» **Aim 1**
Turn the listing's lines into a JSON list of strings, one string per line with blank lines omitted. Start with the line with "Return the outline of every instance of the protest" and go through the line with "[[[146,149],[152,136],[153,119],[108,118],[108,136],[115,149]]]".

» **Text provided**
'''

The body of work
Tolstoy wrote novels, short stories and plays. As a body of work they demonstrate extraordinary powers of observation, an exacting ability to recreate life in words and superb skill as a storyteller. His work is a window into his life and into Russia in the 1800s, and into the way people everywhere think and feel and the complexity of the human mind.Several of his key characters are very like Tolstoy in their aspirations and experience, including Nicholas Irtenev who dreams of living among the common people in Childhood, Dimitry Olenin who loves the simple life depicted in The Cossacks but doesn’t quite fit in, Pierre Bezukhov who dreams of becoming a force for reform in War and Peace, Constantine Levin who loves his estate in Anna Karenina and Dimitry Neklyudov who seduces a peasant in Resurrection.
Tolstoy changes his mind several times about whether literature should be about art or politics. At first he asserts there is no place for propaganda in fiction: “However important a political literature may be, a literature that reflects the passing problems of society, and however necessary to national progress, there is still another type of literature that reflects the eternal necessities of all mankind, the dearest and deepest imaginings of a whole race, a literature that is accessible to all and to every age, one without which no people has been able to grow powerful and fertile” (p200, Tolstoy, Troyat).

'''

» **Recorded data**
'''

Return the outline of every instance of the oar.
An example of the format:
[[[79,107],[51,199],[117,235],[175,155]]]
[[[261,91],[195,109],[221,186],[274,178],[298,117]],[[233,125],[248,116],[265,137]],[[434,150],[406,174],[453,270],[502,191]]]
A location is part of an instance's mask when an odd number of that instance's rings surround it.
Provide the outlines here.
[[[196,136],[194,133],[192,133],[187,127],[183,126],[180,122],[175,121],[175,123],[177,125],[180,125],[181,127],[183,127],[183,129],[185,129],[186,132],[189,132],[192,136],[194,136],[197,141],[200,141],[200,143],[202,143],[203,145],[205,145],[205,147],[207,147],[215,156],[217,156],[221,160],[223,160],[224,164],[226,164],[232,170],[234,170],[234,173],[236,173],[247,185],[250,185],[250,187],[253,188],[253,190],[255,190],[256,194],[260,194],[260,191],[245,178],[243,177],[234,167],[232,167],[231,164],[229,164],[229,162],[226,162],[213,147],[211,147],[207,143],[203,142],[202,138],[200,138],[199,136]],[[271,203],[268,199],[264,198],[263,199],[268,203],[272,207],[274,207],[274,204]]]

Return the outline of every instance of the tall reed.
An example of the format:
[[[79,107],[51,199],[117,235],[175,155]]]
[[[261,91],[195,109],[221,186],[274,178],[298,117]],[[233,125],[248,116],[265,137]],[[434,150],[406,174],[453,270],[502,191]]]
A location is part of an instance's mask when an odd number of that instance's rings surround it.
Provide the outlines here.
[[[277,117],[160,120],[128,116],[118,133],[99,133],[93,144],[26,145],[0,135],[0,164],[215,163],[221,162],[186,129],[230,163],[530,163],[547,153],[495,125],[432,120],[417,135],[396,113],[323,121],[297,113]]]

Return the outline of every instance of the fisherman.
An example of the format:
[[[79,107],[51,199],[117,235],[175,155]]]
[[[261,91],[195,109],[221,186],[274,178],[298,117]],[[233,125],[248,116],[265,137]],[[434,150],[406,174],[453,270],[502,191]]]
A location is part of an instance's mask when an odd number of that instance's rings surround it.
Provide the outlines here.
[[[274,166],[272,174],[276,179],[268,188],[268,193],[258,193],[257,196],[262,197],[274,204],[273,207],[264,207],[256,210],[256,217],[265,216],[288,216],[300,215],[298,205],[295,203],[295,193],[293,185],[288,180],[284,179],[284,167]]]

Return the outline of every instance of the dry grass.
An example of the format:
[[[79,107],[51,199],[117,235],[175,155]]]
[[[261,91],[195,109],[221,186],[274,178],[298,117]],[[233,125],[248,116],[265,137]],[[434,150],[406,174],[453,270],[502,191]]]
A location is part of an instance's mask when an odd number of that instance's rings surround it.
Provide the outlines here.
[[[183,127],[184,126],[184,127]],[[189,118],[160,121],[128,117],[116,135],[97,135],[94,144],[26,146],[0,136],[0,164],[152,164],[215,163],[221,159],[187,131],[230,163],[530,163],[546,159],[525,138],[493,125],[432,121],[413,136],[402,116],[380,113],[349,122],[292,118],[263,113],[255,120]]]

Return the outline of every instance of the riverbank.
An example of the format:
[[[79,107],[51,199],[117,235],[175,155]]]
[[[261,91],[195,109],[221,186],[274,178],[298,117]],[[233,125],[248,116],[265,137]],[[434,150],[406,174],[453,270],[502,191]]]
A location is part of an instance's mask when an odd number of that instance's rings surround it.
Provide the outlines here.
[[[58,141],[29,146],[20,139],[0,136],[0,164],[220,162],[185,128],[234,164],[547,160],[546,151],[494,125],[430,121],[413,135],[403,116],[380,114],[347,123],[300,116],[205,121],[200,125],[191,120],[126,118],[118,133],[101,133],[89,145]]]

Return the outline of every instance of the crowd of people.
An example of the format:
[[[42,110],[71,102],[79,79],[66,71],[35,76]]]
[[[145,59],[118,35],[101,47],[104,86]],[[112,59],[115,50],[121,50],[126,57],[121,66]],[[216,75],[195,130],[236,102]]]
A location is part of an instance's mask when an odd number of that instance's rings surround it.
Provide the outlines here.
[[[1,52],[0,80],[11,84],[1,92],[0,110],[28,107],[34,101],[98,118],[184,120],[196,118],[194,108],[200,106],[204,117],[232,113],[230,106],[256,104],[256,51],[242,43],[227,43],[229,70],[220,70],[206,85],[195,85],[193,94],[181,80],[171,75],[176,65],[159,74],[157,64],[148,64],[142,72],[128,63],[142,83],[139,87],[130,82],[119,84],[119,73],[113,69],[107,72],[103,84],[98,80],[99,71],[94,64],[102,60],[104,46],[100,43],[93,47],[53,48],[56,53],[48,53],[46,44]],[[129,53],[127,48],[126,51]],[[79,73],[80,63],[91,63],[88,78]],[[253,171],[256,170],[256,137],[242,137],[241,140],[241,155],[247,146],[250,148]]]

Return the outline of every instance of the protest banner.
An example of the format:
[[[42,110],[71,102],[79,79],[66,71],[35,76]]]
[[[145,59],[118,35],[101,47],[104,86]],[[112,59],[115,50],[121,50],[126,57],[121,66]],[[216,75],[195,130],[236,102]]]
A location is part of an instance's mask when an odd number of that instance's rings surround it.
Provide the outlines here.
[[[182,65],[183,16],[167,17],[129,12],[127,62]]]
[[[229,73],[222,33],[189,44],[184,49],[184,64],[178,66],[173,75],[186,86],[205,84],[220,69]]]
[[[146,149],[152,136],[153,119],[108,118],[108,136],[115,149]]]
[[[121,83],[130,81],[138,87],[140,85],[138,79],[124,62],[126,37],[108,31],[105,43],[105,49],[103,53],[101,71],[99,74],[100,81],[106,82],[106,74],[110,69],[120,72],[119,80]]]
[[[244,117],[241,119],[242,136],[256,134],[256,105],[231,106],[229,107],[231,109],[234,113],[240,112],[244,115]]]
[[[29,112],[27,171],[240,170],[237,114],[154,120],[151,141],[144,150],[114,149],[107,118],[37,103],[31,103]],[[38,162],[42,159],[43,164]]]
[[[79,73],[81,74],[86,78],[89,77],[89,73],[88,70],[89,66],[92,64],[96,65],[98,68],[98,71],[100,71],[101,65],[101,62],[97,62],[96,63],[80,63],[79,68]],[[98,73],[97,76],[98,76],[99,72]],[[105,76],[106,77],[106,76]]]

'''

» **Aim 2**
Answer these questions from the text on Tolstoy's body of work.
(a) Which character loves his estate in Anna Karenina?
(b) In which work does Pierre Bezukhov dream of becoming a force for reform?
(c) At first, what does Tolstoy assert has no place in fiction?

» **Response 1**
[
  "Return the outline of every instance of the protest banner.",
  "An example of the format:",
  "[[[42,110],[71,102],[79,79],[66,71],[35,76]]]",
  "[[[145,59],[118,35],[101,47],[104,86]],[[112,59],[115,50],[121,50],[126,57],[121,66]],[[216,75],[195,130],[236,102]]]",
  "A location is part of an instance's mask when an odd number of that instance's rings surround it.",
  "Provide the outlines here.",
  "[[[182,65],[183,16],[167,17],[129,12],[127,62]]]",
  "[[[229,73],[222,33],[189,44],[184,49],[184,64],[178,66],[173,75],[186,86],[205,84],[220,69]]]",
  "[[[146,149],[152,136],[153,119],[108,118],[108,136],[115,149]]]"
]

» **Response 2**
(a) Constantine Levin
(b) War and Peace
(c) Propaganda